Items listed in a dataset:
※

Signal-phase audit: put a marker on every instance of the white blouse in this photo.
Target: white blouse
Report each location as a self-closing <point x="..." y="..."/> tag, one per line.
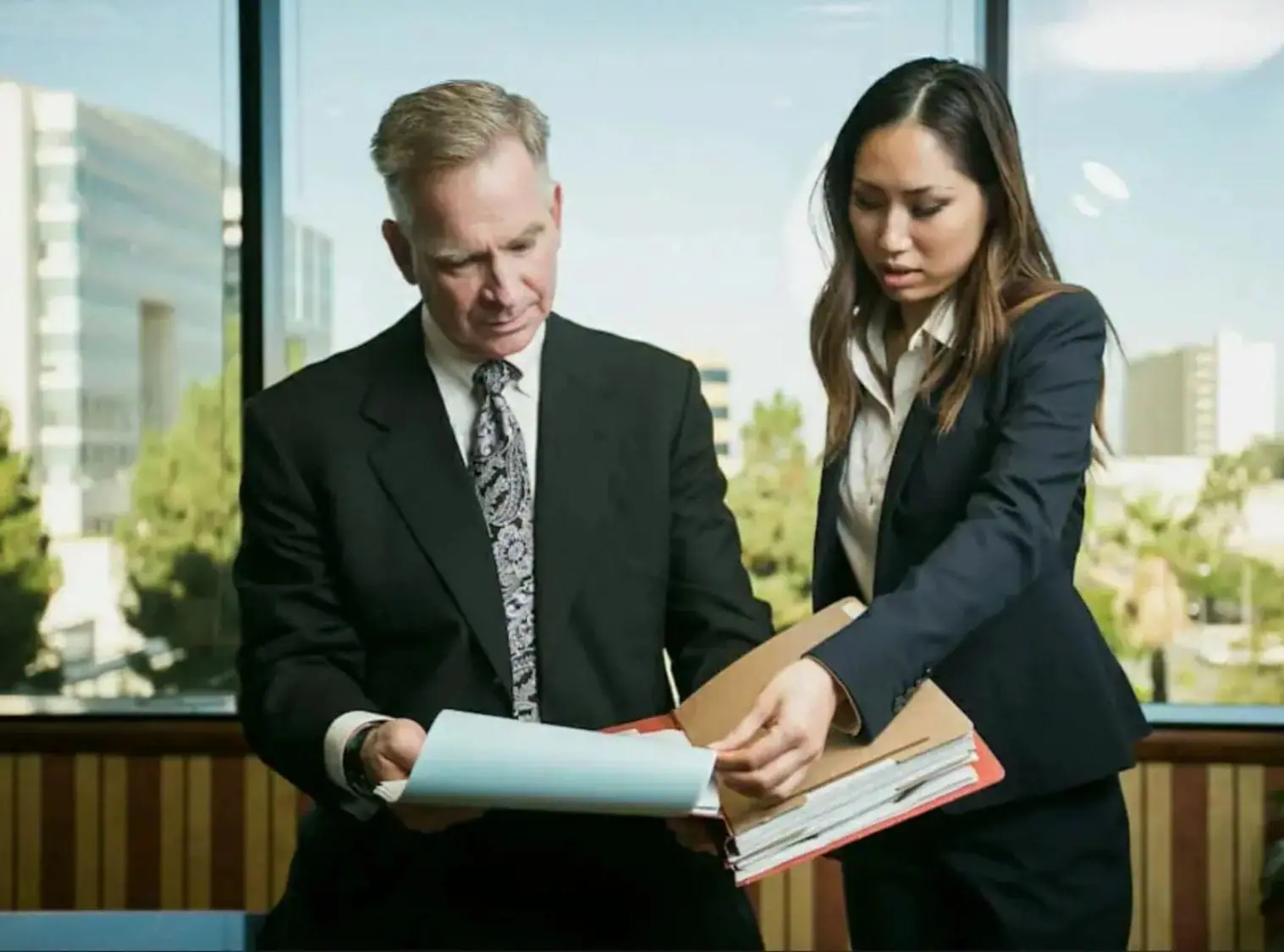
<point x="876" y="432"/>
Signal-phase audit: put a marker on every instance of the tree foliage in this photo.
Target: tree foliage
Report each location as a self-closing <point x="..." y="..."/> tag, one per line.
<point x="29" y="572"/>
<point x="181" y="534"/>
<point x="773" y="497"/>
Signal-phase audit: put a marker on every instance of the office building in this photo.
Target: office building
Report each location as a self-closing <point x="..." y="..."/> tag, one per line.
<point x="302" y="331"/>
<point x="1202" y="399"/>
<point x="109" y="286"/>
<point x="714" y="377"/>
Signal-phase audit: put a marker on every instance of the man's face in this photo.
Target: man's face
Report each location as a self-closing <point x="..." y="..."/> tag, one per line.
<point x="483" y="250"/>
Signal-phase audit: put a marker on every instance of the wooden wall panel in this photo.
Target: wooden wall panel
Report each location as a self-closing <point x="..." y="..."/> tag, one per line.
<point x="89" y="823"/>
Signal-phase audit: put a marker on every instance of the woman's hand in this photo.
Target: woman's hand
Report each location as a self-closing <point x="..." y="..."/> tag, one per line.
<point x="768" y="753"/>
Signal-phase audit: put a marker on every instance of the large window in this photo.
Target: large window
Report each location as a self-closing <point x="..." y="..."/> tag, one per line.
<point x="146" y="253"/>
<point x="1154" y="134"/>
<point x="118" y="355"/>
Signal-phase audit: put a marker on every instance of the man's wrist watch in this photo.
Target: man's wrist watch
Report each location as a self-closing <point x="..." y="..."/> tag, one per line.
<point x="353" y="768"/>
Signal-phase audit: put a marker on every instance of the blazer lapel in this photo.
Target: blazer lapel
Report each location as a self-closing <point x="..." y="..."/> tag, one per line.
<point x="419" y="465"/>
<point x="573" y="471"/>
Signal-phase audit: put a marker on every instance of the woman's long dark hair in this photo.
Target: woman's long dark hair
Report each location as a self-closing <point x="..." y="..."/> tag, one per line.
<point x="1013" y="270"/>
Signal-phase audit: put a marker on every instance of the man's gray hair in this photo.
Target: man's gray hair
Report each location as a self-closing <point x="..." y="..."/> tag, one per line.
<point x="447" y="126"/>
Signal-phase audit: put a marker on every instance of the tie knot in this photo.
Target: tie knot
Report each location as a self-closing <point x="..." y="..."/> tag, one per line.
<point x="493" y="376"/>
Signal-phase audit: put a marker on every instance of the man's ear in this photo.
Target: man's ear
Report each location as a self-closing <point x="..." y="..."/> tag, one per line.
<point x="401" y="250"/>
<point x="556" y="208"/>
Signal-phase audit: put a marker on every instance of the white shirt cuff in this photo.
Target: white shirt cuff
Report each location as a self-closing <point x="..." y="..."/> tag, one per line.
<point x="337" y="738"/>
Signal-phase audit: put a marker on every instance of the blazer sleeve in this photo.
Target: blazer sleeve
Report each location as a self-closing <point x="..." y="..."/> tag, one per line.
<point x="713" y="616"/>
<point x="300" y="663"/>
<point x="1011" y="524"/>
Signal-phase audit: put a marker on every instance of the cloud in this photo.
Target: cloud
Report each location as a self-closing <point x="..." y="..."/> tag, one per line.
<point x="1161" y="36"/>
<point x="840" y="10"/>
<point x="1105" y="180"/>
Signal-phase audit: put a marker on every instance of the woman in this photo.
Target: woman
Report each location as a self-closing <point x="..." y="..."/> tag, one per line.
<point x="965" y="385"/>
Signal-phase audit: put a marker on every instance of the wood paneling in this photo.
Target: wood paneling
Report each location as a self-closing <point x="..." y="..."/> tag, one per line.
<point x="178" y="815"/>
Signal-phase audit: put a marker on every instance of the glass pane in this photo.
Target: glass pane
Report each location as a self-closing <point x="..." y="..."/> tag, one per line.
<point x="1154" y="134"/>
<point x="687" y="137"/>
<point x="119" y="443"/>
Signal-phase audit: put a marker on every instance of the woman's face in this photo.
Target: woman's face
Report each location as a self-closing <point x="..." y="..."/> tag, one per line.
<point x="917" y="218"/>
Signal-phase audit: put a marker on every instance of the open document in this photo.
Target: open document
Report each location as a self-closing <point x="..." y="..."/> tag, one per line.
<point x="929" y="756"/>
<point x="473" y="760"/>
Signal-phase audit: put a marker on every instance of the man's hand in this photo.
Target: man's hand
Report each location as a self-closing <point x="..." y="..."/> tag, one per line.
<point x="768" y="753"/>
<point x="390" y="750"/>
<point x="389" y="753"/>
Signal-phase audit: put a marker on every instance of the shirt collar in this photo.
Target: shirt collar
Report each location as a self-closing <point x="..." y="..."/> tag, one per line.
<point x="461" y="367"/>
<point x="938" y="327"/>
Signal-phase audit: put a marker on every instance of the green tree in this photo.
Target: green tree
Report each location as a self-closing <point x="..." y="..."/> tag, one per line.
<point x="181" y="534"/>
<point x="29" y="572"/>
<point x="773" y="497"/>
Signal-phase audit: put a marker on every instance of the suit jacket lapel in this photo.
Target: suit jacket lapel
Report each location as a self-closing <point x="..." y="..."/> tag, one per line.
<point x="573" y="471"/>
<point x="419" y="465"/>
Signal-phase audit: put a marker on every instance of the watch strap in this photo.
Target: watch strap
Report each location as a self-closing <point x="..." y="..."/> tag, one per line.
<point x="353" y="768"/>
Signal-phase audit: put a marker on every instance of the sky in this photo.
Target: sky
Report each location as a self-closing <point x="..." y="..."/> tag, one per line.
<point x="688" y="135"/>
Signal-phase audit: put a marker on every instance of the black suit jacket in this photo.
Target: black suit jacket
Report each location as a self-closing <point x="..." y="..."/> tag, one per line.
<point x="366" y="579"/>
<point x="973" y="576"/>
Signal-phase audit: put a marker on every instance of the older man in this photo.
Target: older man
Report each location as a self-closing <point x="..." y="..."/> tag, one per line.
<point x="486" y="507"/>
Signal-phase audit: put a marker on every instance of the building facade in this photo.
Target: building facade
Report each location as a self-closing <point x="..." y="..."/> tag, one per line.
<point x="111" y="289"/>
<point x="1201" y="400"/>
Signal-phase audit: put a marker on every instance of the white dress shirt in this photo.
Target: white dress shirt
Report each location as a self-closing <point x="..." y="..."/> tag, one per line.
<point x="876" y="432"/>
<point x="454" y="372"/>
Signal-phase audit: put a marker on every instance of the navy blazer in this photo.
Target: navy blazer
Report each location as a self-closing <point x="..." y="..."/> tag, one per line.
<point x="973" y="579"/>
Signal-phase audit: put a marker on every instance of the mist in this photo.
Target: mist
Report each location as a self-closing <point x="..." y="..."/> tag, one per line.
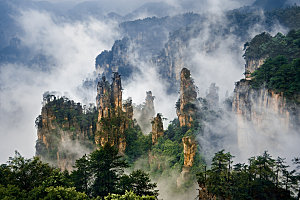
<point x="73" y="47"/>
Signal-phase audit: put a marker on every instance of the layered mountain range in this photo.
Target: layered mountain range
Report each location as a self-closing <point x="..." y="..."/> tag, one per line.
<point x="263" y="108"/>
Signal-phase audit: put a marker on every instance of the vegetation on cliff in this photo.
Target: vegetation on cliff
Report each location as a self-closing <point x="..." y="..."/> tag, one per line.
<point x="281" y="71"/>
<point x="263" y="178"/>
<point x="279" y="75"/>
<point x="98" y="175"/>
<point x="264" y="45"/>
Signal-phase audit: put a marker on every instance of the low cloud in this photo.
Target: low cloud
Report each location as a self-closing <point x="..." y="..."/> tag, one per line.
<point x="73" y="47"/>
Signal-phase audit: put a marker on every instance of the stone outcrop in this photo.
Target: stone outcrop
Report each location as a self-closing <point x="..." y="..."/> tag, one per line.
<point x="113" y="117"/>
<point x="262" y="113"/>
<point x="189" y="151"/>
<point x="252" y="65"/>
<point x="62" y="138"/>
<point x="144" y="113"/>
<point x="157" y="128"/>
<point x="186" y="106"/>
<point x="213" y="96"/>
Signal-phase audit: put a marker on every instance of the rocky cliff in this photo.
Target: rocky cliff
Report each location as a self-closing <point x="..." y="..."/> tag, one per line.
<point x="186" y="106"/>
<point x="113" y="119"/>
<point x="157" y="128"/>
<point x="144" y="113"/>
<point x="256" y="109"/>
<point x="65" y="131"/>
<point x="189" y="151"/>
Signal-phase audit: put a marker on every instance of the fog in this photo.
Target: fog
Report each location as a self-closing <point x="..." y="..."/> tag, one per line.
<point x="73" y="47"/>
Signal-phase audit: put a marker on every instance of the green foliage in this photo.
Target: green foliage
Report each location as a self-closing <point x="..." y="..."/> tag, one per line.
<point x="101" y="173"/>
<point x="128" y="196"/>
<point x="61" y="193"/>
<point x="106" y="167"/>
<point x="28" y="178"/>
<point x="263" y="178"/>
<point x="279" y="75"/>
<point x="70" y="115"/>
<point x="138" y="182"/>
<point x="264" y="45"/>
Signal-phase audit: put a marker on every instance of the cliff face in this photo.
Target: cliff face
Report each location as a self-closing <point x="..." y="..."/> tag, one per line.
<point x="186" y="107"/>
<point x="189" y="151"/>
<point x="144" y="113"/>
<point x="252" y="65"/>
<point x="113" y="118"/>
<point x="257" y="109"/>
<point x="66" y="130"/>
<point x="157" y="128"/>
<point x="63" y="138"/>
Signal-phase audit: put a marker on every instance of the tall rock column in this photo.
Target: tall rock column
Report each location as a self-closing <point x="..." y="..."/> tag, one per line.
<point x="145" y="113"/>
<point x="116" y="89"/>
<point x="186" y="106"/>
<point x="103" y="99"/>
<point x="157" y="128"/>
<point x="113" y="118"/>
<point x="189" y="151"/>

※

TASK DETAILS: From the records above, extract exactly and only the lines that begin at the line with "Target: suit jacket lapel" and stop after the line with "Target: mist".

TASK RESPONSE:
Target: suit jacket lapel
Report each location as a self-closing <point x="..." y="..."/> tag, one per line.
<point x="573" y="471"/>
<point x="419" y="465"/>
Signal-phase audit: put a marker on every instance of the watch strap in this photo.
Target: watch strap
Report each location as a self-closing <point x="..." y="..."/> tag, one per line.
<point x="353" y="768"/>
Signal-phase audit: put a marker on every instance of the sky in this photo.
Target: sky
Report each location as a self-closing <point x="..." y="..."/> tag, one per line.
<point x="688" y="135"/>
Signal-phase audit: put a marker on every instance of the black suit jacket in this photo.
Target: black suit jacket
Report each location as a self-closing <point x="..." y="..."/> tag, one per line.
<point x="366" y="579"/>
<point x="973" y="576"/>
Signal-phase audit: put a marker on every instance of the older man in this photo.
Target: older man
Report each location as a self-closing <point x="..." y="..."/> tag, one per line.
<point x="486" y="507"/>
Signal-phase audit: put a marker on every instance of the building facade in this photo.
Target: building facade
Report each location as a self-closing <point x="..." y="..."/> tag, one per line.
<point x="111" y="289"/>
<point x="1201" y="400"/>
Signal-phase audit: put a marker on every instance of the white dress shirt in this photo.
Target: white dress shirt
Report each location as a self-closing <point x="..." y="..."/> tag, one per line.
<point x="876" y="432"/>
<point x="454" y="372"/>
Signal-phase audit: put a marker on every instance of the navy blazer in this photo.
Target: navy blazer
Report each location as a self-closing <point x="..." y="..."/> tag, one per line.
<point x="973" y="579"/>
Signal-phase audit: put a marker on every instance of the mist in this photo.
Target: mist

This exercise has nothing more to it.